START DATA PROVIDED

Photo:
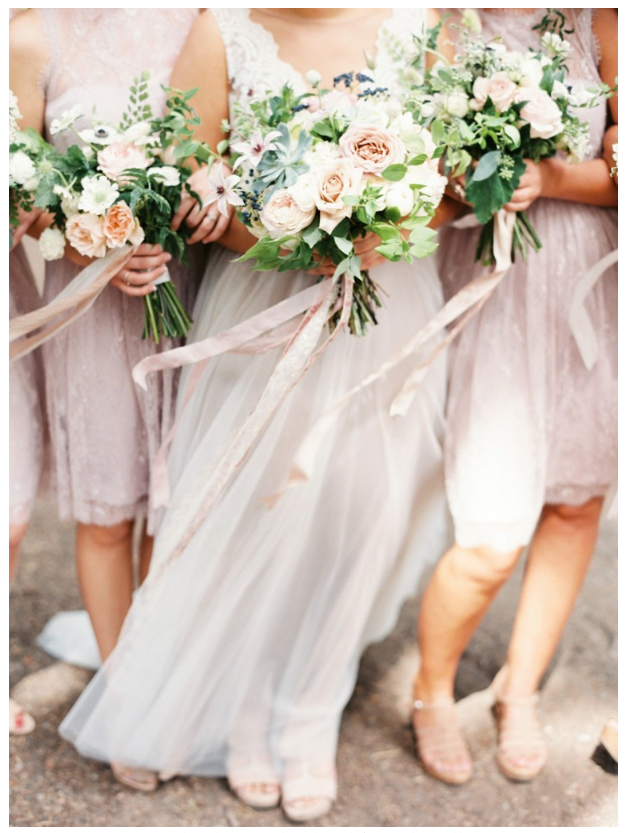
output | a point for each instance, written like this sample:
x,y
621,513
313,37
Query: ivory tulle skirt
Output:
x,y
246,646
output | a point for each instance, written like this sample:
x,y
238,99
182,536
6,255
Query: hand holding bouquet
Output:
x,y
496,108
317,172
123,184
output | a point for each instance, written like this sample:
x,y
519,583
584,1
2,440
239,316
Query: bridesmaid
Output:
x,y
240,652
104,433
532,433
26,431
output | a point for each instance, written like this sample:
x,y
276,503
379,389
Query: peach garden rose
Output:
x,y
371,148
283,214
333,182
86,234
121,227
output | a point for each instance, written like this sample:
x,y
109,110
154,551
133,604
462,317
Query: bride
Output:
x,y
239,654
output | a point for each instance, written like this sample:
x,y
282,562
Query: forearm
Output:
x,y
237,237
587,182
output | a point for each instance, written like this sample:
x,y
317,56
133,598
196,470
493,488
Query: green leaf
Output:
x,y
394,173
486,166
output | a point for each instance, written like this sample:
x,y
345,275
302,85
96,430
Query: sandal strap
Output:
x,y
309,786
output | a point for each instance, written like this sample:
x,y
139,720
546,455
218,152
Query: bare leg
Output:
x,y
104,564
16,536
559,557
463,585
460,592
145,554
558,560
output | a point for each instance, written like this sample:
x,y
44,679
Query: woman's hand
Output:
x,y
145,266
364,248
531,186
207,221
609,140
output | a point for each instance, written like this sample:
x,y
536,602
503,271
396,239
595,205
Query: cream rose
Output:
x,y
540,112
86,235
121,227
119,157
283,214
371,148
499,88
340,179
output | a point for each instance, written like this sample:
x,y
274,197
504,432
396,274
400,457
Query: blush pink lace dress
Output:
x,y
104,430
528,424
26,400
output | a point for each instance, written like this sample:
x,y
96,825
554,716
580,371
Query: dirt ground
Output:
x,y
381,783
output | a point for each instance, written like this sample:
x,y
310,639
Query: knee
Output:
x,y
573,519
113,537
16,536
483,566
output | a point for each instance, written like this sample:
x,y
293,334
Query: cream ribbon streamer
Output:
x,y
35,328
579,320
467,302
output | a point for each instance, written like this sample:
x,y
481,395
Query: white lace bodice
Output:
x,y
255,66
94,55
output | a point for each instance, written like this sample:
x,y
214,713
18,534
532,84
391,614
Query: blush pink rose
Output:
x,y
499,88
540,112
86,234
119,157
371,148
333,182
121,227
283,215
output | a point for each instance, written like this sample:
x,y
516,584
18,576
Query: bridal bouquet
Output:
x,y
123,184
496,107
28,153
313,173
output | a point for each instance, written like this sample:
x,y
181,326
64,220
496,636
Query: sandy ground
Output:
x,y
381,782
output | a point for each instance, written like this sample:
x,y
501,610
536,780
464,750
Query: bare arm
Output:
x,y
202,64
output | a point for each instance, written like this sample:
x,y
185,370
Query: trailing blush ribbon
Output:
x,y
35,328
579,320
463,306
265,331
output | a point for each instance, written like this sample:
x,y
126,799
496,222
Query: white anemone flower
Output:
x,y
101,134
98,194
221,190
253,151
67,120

END DATA PROVIDED

> WHAT YOU ARE ASKED TO DO: Nothing may be altered when you restate the records, but every picture must be dropped.

> ANSWER AREA:
Photo:
output | a point for each instance, written like this sample:
x,y
621,513
313,37
Query: ivory tulle skirt
Output:
x,y
246,646
output | a point for each instance, written like this sample:
x,y
238,99
182,536
6,255
Query: hand holding bouquet
Output:
x,y
496,108
317,172
123,184
output | a point for each instance, written like this sample:
x,y
519,583
584,1
2,440
239,316
Query: bridesmaid
Output:
x,y
240,652
104,433
532,433
26,431
output | a point for each instance, written like this sample:
x,y
276,503
379,389
Query: peach garden rose
Output:
x,y
371,148
283,214
333,182
86,234
121,227
output | a point for each instance, written like this sample:
x,y
109,110
154,551
133,604
462,317
Query: bride
Output:
x,y
239,654
output | a point for each instance, written like this sample:
x,y
282,562
Query: forearm
Output:
x,y
237,237
587,182
output | a point for each instance, written like this sample:
x,y
317,56
133,598
196,470
493,488
Query: green leaf
Output:
x,y
394,173
486,166
output | a point for each instance, written like this sample:
x,y
345,275
302,85
96,430
Query: sandal strap
Output:
x,y
309,786
output | a point for each instance, written like this sample:
x,y
139,720
546,455
218,152
Query: bare leg
Output:
x,y
104,564
16,536
559,557
463,585
460,592
145,554
558,560
output | a point for each instance, written like this sample:
x,y
44,679
Query: woman's hand
Output:
x,y
145,266
364,248
531,186
207,221
609,140
output | a point for each instance, written like this sample:
x,y
536,602
503,271
396,239
595,205
Query: cream rose
Output:
x,y
540,112
86,235
121,227
119,157
283,214
371,148
499,88
340,179
output | a point for each instance, written like this sample:
x,y
274,197
504,432
396,274
400,457
Query: blush pink lace dress
Output:
x,y
104,430
528,424
26,400
output | a point for each instance, written like this sample:
x,y
96,825
554,716
580,371
Query: dirt ground
Output:
x,y
381,783
output | a point for each instance, written like this sample:
x,y
310,639
Query: knee
Output:
x,y
573,519
113,537
16,536
483,566
output | a point for each instance, written like this sample:
x,y
293,334
Query: cream ribbon streamer
Output:
x,y
35,328
579,320
467,302
output | a point for each instance, written like this sample:
x,y
481,395
Query: white lace bodice
Output:
x,y
255,66
94,55
output | a point for each instance, written like this sample:
x,y
214,713
18,534
532,84
391,614
Query: blush pink rose
Output:
x,y
499,88
540,112
86,234
119,157
371,148
333,182
121,227
283,215
output | a point for each instance, written like this sample:
x,y
516,584
18,576
Query: bridal bouquet
Output:
x,y
123,184
496,107
28,153
313,173
output | a point for each instance, written like this sample:
x,y
181,326
64,220
496,636
Query: sandy ground
Output:
x,y
381,782
output | a point for each instance, written like this sample:
x,y
501,610
536,780
464,750
Query: bare arm
Output:
x,y
202,64
output | a point for each instance, written like this sample:
x,y
185,370
Query: trailing blush ribbon
Output:
x,y
35,328
579,320
463,306
265,331
output | a point for each instance, written like this sample:
x,y
126,799
496,222
Query: white anemone flower
Output:
x,y
101,134
98,194
221,190
253,151
67,120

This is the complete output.